======== TEXTBLOCK ========

Bild: Ein Brakelsieker für Bellevue: Frank-Walter Steinmeier
Am Sonntag wird der bisherige Außenminister Frank-Walter Steinmeier zum
zwölften Bundespräsidenten der Bundesrepublik Deutschland gewählt. Dieses
große historische Ereignis nimmt die Wahrheit zum Anlass, ausgewählte
Anekdoten aus dem schillernden Leben des bedeutenden Detmolders zu
erzählen.
Als 14-Jähriger erlebte Frank-Walter Steinmeier mit, wie sein Heimatort
Brakelsiek in die nordrhein-westfälische Stadt Schieder-Schmalenberg
eingemeindet wurde. Der Vorgang löste bei ihm weder Protest noch Traumata
aus. Dass seine spätere Frau Elke nicht Steinmeier-Büdenbender oder
Büdenbender-Steinmeier heißen wollte, obwohl eine Ehe doch auch etwas von
einer Eingemeindung hat, störte ihn jedoch eine Weile lang.
***
Als Oberprimaner stockte Frank-Walter Steinmeier an der örtlichen
Freibadkasse zweimal pro Woche sein Sackgeld auf. Das Freibad war von
überschaubarer Größe und hieß „Naturteich Schwalenberger Wald“. Während
dienstags zwischen 15 und 19 Uhr bei guter Witterung stets ein großes Hallo
unter den Badegästen herrschte und Frank-Walter Steinmeier mit dem
Kartenverkauf alle zwei Hände voll zu tun hatte, schob er freitags ab 17
Uhr eine ruhige Kugel, auch bei Sonnenschein. Dem Grund dafür ist der
gelernte Fahrtenschwimmer bis heute nicht auf den Grund gegangen.
***
Als fleißiger Student in Gießen neidete Frank-Walter Steinmeier seinen
weniger strebsamen Freunden ihre ausgedehnten Reisen in die weite Welt. An
einem Sonntag stieg er deshalb in den Regionalexpress nach Norden und eine
Viertelstunde später in Marburg wieder aus. Heute hat er diesen
ereignislosen Nachmittag im Nieselregen bereits komplett vergessen.

========

GESTELLTE AUFGABEN →
a) Wie lautet die Stelle aus den Anekdoten über Steinmeier von „Bild: Ein Brakelsieker“ bis einschließlich „eine Weile lang.“, wenn man „Protest“ durch „Empörung“ ersetzt?
b) Führen Sie die Anekdoten über Steinmeier im gleichen Ton fort, beginnend nach ihrem letzten Satz.

======== DATENZEILEN ========

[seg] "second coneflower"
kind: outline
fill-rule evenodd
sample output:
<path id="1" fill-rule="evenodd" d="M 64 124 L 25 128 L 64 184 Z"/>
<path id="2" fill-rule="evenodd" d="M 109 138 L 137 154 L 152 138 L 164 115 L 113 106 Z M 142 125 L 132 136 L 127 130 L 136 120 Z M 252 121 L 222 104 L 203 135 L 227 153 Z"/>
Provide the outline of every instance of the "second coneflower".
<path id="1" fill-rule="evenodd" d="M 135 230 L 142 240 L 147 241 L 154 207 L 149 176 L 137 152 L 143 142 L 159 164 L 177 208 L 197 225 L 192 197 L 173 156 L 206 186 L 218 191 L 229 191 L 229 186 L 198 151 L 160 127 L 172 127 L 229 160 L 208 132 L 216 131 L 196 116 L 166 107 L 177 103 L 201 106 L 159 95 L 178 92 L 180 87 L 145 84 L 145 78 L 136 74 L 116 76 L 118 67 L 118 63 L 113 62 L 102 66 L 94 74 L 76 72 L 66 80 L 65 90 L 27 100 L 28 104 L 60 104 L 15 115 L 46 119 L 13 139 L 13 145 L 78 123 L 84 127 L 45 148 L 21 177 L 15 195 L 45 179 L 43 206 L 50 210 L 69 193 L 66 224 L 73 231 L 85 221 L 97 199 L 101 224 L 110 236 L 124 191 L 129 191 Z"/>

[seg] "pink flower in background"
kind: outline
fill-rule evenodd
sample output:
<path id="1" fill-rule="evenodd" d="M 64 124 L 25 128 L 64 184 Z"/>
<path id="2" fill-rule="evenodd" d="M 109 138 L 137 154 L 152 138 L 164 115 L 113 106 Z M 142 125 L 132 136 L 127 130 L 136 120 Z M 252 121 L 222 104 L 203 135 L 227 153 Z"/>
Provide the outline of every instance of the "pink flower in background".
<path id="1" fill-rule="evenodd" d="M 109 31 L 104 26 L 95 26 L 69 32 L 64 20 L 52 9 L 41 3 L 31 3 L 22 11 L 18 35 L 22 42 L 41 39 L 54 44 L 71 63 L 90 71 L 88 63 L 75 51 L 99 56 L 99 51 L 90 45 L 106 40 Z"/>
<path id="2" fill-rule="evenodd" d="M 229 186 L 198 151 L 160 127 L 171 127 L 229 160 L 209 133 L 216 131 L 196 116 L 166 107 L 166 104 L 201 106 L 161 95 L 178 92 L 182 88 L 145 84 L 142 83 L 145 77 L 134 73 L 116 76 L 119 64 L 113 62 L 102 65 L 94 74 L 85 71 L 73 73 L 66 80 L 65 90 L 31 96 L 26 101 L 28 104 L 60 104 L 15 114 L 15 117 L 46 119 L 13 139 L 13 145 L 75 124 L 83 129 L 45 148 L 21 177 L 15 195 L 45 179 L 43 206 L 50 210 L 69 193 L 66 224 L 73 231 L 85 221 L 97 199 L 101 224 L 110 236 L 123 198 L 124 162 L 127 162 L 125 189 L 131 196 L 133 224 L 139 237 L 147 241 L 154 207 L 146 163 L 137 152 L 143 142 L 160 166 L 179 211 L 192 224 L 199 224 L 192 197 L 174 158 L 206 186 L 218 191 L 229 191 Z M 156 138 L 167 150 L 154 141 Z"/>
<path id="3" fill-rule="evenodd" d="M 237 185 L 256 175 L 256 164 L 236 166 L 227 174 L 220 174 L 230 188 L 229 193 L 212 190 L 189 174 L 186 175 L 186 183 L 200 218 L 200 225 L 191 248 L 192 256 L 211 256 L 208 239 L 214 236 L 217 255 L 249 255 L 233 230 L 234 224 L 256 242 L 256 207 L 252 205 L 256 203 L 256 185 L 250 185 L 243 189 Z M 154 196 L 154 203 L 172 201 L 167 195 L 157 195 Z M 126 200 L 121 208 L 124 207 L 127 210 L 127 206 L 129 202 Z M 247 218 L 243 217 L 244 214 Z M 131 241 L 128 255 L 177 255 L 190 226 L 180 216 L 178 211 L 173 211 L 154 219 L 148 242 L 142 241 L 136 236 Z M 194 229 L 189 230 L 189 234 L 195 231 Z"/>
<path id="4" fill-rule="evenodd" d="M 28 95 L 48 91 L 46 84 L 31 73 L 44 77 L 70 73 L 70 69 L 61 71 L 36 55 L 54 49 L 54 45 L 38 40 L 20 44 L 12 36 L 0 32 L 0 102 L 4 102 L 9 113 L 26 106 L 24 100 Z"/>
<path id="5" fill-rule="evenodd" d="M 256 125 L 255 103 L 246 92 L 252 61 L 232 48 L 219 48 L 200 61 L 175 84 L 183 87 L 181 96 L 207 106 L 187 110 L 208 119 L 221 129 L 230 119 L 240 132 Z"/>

========
======== DATENZEILEN ========

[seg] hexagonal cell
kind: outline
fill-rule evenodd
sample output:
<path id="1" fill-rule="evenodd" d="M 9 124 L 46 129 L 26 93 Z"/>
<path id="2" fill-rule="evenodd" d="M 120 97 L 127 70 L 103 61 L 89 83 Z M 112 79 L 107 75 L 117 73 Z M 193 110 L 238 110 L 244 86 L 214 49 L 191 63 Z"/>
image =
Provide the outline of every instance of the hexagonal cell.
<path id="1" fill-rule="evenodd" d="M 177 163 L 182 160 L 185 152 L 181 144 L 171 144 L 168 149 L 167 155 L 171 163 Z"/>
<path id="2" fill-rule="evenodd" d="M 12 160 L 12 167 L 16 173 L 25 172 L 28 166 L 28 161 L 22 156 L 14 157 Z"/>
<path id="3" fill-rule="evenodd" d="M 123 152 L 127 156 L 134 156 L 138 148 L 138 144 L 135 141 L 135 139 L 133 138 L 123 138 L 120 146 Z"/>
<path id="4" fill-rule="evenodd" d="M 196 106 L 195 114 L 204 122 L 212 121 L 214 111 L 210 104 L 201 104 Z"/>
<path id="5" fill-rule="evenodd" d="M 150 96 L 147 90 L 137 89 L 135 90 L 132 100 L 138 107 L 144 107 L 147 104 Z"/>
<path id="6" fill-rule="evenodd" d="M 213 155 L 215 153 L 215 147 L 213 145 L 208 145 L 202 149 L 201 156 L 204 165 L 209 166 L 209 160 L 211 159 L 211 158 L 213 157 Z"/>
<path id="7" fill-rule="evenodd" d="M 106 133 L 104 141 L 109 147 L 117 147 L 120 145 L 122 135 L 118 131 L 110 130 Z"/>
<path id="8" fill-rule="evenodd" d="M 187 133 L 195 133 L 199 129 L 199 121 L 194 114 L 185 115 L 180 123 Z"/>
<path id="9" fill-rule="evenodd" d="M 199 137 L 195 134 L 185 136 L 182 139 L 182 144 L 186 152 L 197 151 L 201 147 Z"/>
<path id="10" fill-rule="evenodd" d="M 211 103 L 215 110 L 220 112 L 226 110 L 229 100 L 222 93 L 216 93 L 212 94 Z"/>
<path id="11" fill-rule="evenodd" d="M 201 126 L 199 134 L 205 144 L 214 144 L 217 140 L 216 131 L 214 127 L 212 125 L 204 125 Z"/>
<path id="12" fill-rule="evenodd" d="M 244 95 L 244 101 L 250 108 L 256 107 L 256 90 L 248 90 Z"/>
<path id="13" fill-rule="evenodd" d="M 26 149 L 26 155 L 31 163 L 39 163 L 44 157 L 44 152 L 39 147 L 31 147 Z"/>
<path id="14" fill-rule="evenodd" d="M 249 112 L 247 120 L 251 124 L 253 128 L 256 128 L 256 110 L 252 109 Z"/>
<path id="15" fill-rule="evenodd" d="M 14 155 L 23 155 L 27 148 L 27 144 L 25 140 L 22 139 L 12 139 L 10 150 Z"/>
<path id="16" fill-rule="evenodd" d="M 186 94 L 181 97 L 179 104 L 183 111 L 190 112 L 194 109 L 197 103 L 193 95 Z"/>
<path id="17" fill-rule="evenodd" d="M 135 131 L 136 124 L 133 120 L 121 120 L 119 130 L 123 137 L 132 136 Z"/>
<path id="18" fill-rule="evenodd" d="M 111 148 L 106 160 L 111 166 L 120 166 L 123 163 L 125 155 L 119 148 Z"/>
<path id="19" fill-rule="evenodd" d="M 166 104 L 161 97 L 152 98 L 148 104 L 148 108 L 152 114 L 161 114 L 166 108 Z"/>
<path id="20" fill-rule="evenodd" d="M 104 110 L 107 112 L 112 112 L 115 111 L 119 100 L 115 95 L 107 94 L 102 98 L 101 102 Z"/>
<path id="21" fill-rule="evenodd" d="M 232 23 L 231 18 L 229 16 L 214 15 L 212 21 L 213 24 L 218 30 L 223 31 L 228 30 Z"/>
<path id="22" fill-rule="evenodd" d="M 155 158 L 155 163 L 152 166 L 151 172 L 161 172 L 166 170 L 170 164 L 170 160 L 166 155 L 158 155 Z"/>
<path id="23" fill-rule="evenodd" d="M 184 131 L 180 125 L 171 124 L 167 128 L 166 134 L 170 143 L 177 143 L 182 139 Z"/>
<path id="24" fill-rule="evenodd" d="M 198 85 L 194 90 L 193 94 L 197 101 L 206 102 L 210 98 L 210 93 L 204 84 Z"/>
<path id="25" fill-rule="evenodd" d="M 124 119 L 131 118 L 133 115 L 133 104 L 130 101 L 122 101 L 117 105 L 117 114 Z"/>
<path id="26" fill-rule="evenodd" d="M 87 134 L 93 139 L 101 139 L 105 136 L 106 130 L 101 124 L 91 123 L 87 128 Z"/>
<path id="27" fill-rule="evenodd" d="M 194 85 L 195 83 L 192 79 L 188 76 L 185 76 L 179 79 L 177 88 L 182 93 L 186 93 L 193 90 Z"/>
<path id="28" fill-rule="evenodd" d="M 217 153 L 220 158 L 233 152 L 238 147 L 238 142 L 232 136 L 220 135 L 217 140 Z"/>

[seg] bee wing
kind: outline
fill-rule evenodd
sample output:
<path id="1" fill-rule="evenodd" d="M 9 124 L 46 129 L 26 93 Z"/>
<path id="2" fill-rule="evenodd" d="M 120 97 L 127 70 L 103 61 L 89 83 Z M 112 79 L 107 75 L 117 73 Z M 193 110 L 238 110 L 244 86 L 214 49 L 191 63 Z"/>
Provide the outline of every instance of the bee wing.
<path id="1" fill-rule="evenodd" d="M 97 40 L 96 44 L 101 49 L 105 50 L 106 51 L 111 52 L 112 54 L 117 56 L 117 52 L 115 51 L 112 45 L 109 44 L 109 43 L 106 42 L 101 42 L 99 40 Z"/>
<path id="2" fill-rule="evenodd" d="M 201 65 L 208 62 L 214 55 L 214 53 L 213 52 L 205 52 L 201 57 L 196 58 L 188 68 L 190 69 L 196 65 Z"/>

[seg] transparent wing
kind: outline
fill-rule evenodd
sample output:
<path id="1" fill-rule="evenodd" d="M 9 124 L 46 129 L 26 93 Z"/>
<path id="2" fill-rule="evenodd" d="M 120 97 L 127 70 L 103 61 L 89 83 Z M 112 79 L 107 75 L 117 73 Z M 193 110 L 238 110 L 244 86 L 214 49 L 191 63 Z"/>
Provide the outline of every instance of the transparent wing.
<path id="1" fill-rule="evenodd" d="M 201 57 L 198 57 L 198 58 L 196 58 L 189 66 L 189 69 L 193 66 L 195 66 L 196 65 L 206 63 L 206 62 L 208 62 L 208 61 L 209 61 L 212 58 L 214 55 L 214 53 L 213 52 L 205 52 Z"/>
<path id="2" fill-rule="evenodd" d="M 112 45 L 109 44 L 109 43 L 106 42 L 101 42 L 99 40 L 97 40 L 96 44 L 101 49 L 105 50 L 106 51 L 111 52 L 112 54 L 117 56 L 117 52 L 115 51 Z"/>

========

DIE ERGEBNISSE →
a)
Bild: Ein Brakelsieker für Bellevue: Frank-Walter Steinmeier
Am Sonntag wird der bisherige Außenminister Frank-Walter Steinmeier zum
zwölften Bundespräsidenten der Bundesrepublik Deutschland gewählt. Dieses
große historische Ereignis nimmt die Wahrheit zum Anlass, ausgewählte
Anekdoten aus dem schillernden Leben des bedeutenden Detmolders zu
erzählen.
Als 14-Jähriger erlebte Frank-Walter Steinmeier mit, wie sein Heimatort
Brakelsiek in die nordrhein-westfälische Stadt Schieder-Schmalenberg
eingemeindet wurde. Der Vorgang löste bei ihm weder Empörung noch Traumata
aus. Dass seine spätere Frau Elke nicht Steinmeier-Büdenbender oder
Büdenbender-Steinmeier heißen wollte, obwohl eine Ehe doch auch etwas von
einer Eingemeindung hat, störte ihn jedoch eine Weile lang.

b)
***
An einem freien Abend wollte Frank-Walter Steinmeier mal wieder Vinyl
auflegen. Entsetzt stellte er fest, dass sein Exemplar von Miles Davis’
„Birth Of Cool“ heftiger knisterte als das Feuer im Kamin. Kurzerhand
setzte er sich mit einem guten Rotwein an den Rechner und lud sich das
Album in einer digitalen Version herunter. Vier Wochen später erreichte ihn
eine Abmahnung in Höhe von 800 Euro.
***
Im lippischen Dörfchen Brakelsiek ist das Showgeschäft nicht unbedingt
erfunden worden. Deshalb waren die Beamten in der niedersächsischen
Staatskanzlei schon sehr verblüfft, als der spätere Bundespräsident ihnen
einmal den Humor seiner Heimat nahebringen wollte. Auf einer
Weihnachtsfeier führte der junge „Franky“, wie er damals noch genannt
wurde, einen Sketch auf. Frank-Walter Steinmeier griff sich eine
Haushaltsleiter und erklomm sie mit einem Besen in der Hand. Auf der
obersten Stufe stehend, reckte er das Kehrgerät in die Höhe und rief dann
den Umstehenden zu: „Was ist das?“ Ratlos blickte das Publikum drein. Da
löste Steinmeier das Rätsel auf: „Ein westfälischer Wolkenschieber.“ Die
Kollegen sahen sich schweigend an. Noch Jahre später überlegte der
Ostwestfale, warum niemand seinen heimatlichen Humor verstand.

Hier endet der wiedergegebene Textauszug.